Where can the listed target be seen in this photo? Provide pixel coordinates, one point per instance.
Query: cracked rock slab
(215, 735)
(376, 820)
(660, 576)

Do this
Write the data out again in full and exactly.

Task output
Where can the listed target be seen in this photo? Provide pixel coordinates, one point per instance.
Query: cracked rock slab
(215, 735)
(376, 820)
(660, 576)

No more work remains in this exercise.